## [Challenge]
Each entry must be given again exactly; images do not belong in the copy.

## [Rows from a dataset]
↓

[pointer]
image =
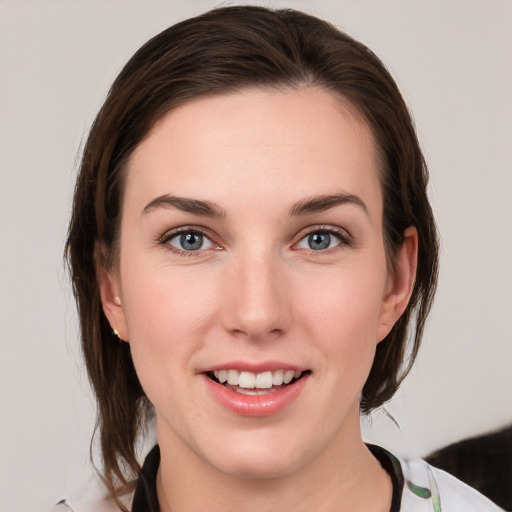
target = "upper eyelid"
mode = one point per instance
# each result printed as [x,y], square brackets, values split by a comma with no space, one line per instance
[337,230]
[171,233]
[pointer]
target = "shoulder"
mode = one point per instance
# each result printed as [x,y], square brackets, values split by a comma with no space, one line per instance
[429,488]
[91,498]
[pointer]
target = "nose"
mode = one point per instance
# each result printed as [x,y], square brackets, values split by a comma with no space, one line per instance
[257,301]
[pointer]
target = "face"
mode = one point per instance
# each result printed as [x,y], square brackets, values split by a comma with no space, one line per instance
[251,253]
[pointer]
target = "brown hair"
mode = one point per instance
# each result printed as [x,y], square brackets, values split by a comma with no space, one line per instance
[222,51]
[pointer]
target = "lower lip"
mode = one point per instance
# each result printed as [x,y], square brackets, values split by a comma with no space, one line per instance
[256,405]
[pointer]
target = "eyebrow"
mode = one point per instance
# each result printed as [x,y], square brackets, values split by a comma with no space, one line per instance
[325,202]
[208,209]
[194,206]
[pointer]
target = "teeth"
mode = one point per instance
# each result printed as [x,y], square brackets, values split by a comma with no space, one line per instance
[277,377]
[249,380]
[288,376]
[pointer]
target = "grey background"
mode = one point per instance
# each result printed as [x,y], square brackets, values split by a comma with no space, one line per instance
[453,62]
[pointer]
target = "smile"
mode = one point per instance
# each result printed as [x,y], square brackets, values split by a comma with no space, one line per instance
[248,383]
[256,394]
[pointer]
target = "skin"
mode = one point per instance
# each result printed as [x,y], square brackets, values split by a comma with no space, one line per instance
[257,292]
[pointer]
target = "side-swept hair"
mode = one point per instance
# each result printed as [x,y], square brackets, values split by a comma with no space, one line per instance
[221,51]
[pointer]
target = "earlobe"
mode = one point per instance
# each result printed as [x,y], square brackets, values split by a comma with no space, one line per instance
[400,283]
[111,298]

↑

## [Final answer]
[pointer]
image =
target = "upper eyelid"
mode = one point per instance
# each result printed as [x,y], square brackets, values split by a comma with no space, one line per instance
[337,230]
[171,233]
[pointer]
target = "shoulder"
mode = one point per instance
# each result printed as [x,y], square brackets, values split by a comma with no space, one line per instance
[429,488]
[91,498]
[pointer]
target = "nose"
mode = one point per instance
# each result printed as [x,y], square brackets, values split by a comma with no space, one line per instance
[257,301]
[pointer]
target = "face"
mode = one point per instance
# each result printed as [x,y], square brackets, values split by a comma with no space, one line per instance
[251,253]
[pointer]
target = "brown hair"
mode = one point per instance
# each result printed as [x,y], square brackets, values split by a comma with no space, one line per instance
[222,51]
[pointer]
target = "lower lip"
mode = one point per instance
# each result printed as [x,y], square brackets, values split by a comma with no space, one line per instance
[256,405]
[pointer]
target = "eyebrow"
mode = one point per instance
# each result printed as [x,y], square brackets, values split by a comma with no space, one line per instance
[325,202]
[208,209]
[194,206]
[pointer]
target = "teeth"
mode = one point per instance
# each result printed as [x,y], square brackets, values split by a comma with no space, one line per instance
[277,377]
[249,380]
[288,376]
[pointer]
target = "grey background"
mode = one point per instance
# each result printed as [x,y], square brackets, values split by a comma with no space, one line per instance
[453,62]
[pointer]
target = "smile"
mode = one point per instance
# each result printed as [x,y], square brackets, values split by a comma with no space, one line per instance
[248,383]
[256,394]
[pointer]
target = "skin"
mode = one point per instance
# each result printed as [x,y], square brackets, values split by a comma with no space, one line per instance
[257,292]
[pointer]
target = "side-swept hair"
mode = one point per instance
# each result printed as [x,y], square brackets, values split by a comma with no space, one line per instance
[221,51]
[pointer]
target = "earlobe"
mode = one point per instance
# each result printed as [x,y], square brackets, values split by a comma with no space, one line per instance
[400,283]
[111,298]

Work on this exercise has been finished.